#### Selected text:
.....

However if you did want more oxygen then a trickle towed in the sump will do that for you.
The main issue I see with pumping air into the return pump would be noise and cavitation.... it is one thing running a few bubbles a second of C02 into the pump but running an air stone may effect the pumps performance?
Anyhow you can give it a go if you want to and see what happens!


----------



## Mr.Shenanagins (2 Jan 2021)

You should be more concerned about CO2 than O2. The overflow itself is all you need. I inject about 4-6 bubbles a second 3 hours before the lights come on with my sump just to get a green drop checker. O2 is not something to waste your time with I promise you you’ll have enough of it running a sump.


----------



## castle (2 Jan 2021)

I think, after some thought - and a fair bit of googling; that the airpump might be unnecessary. 

I don't run CO2, so that's not an issue for me.


----------



## dino21 (3 Jan 2021)

Hi,

I would first ask why are you wanting a more gentle flow ? are the fish having problems or the plants being buffeted too much ?
 If your  filter / pump too strong, most devices have some means for regulating the flow, or direct the flow onto the glass so it helps disperse it more ?

Re the Oxygen, what makes you think you need more in the water ?   If you have fish in there are they gasping on the surface or being very lethargic .
How many plants do you have in there , are they growing well and can you see any signs of "pearling" indicating the plants are releasing plenty of oxygen into the water.

As said, to much agitation , will drive the Co2 out of the water, the very food the plants need to photosynthesis and produce  Oxygen.

Do not know the size of your tank, but for smaller tanks Sumps can be, imho,  more trouble that they are worth and if the design is poor  lots of unwanted water noises and potential leaks.


----------



## zozo (3 Jan 2021)

What about a venturi nozzle to the spray bar?  It's a lot quieter and doesn't consume energy... Or use a y split duckbill outlet instead with the venturi nozzle in front of it to make it even more sufficient.

.....

#### Data lines:
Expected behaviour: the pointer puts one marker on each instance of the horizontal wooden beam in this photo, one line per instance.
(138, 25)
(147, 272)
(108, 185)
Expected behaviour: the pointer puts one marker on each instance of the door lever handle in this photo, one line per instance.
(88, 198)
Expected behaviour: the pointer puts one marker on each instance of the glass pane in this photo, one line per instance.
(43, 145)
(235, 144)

.....

#### List of tasks:
(1) Answer from the aquarium sump thread:
(a) How many bubbles per second of CO2 does Mr.Shenanagins inject, and how long before the lights come on?
(b) Which gas does castle say they don't run?
(c) What does zozo suggest adding to the spray bar?
(2) Carry on the aquarium sump thread from its last post.
The material is not needed here.

#### Answers given:
(1)
(a) About 4-6 bubbles a second, 3 hours before the lights come on.
(b) CO2.
(c) A venturi nozzle.

(2)
----------



## castle (3 Jan 2021)

@zozo I've been designing one to go inline on the return of an external filter most of this morning 

@dino21 The fish I keep do not like flow, so I have a balancing act. I am trying to make sure I have maximised oxygen saturation in water so that my waste breakdown isn't limited. I don't have any science to back up my issues in my tank are oxygen based, but I don't think I can add too much. I have too many plants, they're all growing, they're all low-tech (see here!). I'm wanting to make sure, that any waste is being processed.

As I don't add Co2, I can't see that surface agitation will have much effect on dissolved Co2 as I guess it will be at an equilibrium with the air?


----------



## zozo (3 Jan 2021)

castle said:


> I've been designing one to go inline on the return of an external filter most of this morning



It's actually really simple to make one, you would need a bottleneck to create the pressure difference. Then all it needs is a small hole behind or in the middle of this bottleneck...

Using a hose connector like this already makes the bottleneck...



Then a small hole plugged with a 4mm airtube valve, like this one.




Making the hole the correct size it fits snuggle enough to avoid the use of any sealant.  

If that doesn't work they can be bought from JBL or Juwel etc.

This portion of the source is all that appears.